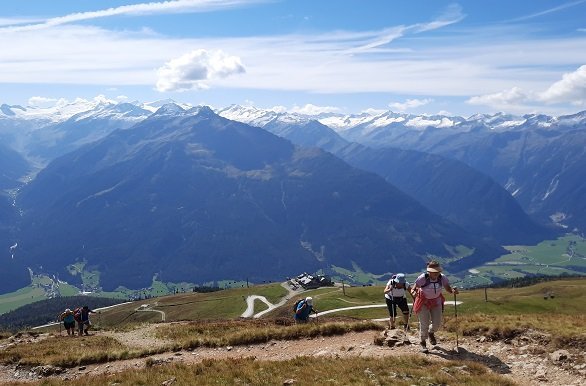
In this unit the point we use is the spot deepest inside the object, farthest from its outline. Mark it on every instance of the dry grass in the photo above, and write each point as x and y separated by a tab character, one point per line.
565	330
235	333
403	371
69	352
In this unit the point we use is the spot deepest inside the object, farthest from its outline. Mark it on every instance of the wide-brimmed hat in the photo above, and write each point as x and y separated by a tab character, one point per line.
400	278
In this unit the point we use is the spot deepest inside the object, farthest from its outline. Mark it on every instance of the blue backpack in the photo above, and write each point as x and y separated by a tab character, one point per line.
296	305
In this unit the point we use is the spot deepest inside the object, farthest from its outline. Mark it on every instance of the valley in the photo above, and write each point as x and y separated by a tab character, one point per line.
484	344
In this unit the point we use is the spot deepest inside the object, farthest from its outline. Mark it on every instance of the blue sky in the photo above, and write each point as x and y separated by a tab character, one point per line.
347	56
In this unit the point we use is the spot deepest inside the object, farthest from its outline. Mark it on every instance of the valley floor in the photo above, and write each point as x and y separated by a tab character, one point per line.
521	359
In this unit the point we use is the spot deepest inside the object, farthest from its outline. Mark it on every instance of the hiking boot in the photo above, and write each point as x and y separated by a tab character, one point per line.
432	339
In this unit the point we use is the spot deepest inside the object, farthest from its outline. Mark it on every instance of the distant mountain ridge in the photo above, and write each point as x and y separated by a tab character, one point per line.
498	145
189	195
187	192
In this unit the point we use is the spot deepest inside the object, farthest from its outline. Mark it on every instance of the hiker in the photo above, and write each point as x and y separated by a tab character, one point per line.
303	309
83	320
429	302
68	321
395	296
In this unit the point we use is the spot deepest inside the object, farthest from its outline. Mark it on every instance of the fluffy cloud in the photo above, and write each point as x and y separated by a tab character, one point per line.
503	98
194	69
571	88
38	101
409	104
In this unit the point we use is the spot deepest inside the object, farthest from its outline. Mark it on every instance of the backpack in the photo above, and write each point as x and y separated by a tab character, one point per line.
440	279
77	314
297	304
=-=-=-=-=
→ **Work required**
Copy the entire listing exactly but skip the pictures.

→ **Solved exercise**
In this unit the point we use is the spot deepest inside the object, farthest from its outline. Mark it on every instance of the dry grass in the photo above, and write each point as x and y separated by a tab character, one point per line.
565	330
235	333
403	371
69	352
In this unit the point we use is the spot deepest inside the object, farthest from its outline. Mark it on every instance of the wide-brimmed hat in the photo above, and write each point as x and y separated by a tab character, one point per line.
400	278
In this unit the point we use is the spot deepest inside the object, farthest from its outline. Mark it on every instance of the blue backpack in the photo above, and write each point as x and y separated by a tab character, one point per line.
296	305
In this unit the point we use is the spot deepest inside the object, farthest from its outline. Mark it on every instance of the valley in the photo above, and write each point as x and y separated by a tab character, one point per line.
484	344
In this unit the point we use is the spot deepest inside the object, farthest from its outline. Mark it on every instance of the blue sky in the photo above, and write each point as x and y separated by a tab character, one point per line.
347	56
In this unit the point we use is the spot deepest inside the object, farthest from its outline. Mark it on every instance of the valley floor in the photo above, and write each point as x and y separated by a tab character, one point per line.
521	359
In this unit the point we use is the spot deepest inside the object, farthest from its outline. Mark it on every instance of the hiking boot in the photo above, and write each point as x and y separated by a tab character, one point per line.
432	339
In this unit the point we use is the spot deepest inside the object, farthest from its outline. Mark it on every instance of the distant mountain ridge in the photo above, and write each point as x and y separated by a tab character, one point per line.
498	145
189	195
187	192
In this unit the point we use is the spot deepest inside the object, farthest from its outline. Mark it on every instance of the hiker in the photo above, and write each point as x and y separated by a tab character, one point per line.
303	309
83	320
429	302
68	321
395	296
In this unit the point we use is the spot deepest inside the object, farthest from its outline. Mark it on every instance of the fluffy cloud in the photo above, and write each point as x and y separated by a tab character, one point per line.
503	98
194	69
571	88
38	101
409	104
In this unit the point we use is the spot deepest inside the object, farthest from its outline. Mark it on every instance of the backpack in the photo above, and write each point as x and y separated by a tab character, one point per line.
440	279
77	314
297	304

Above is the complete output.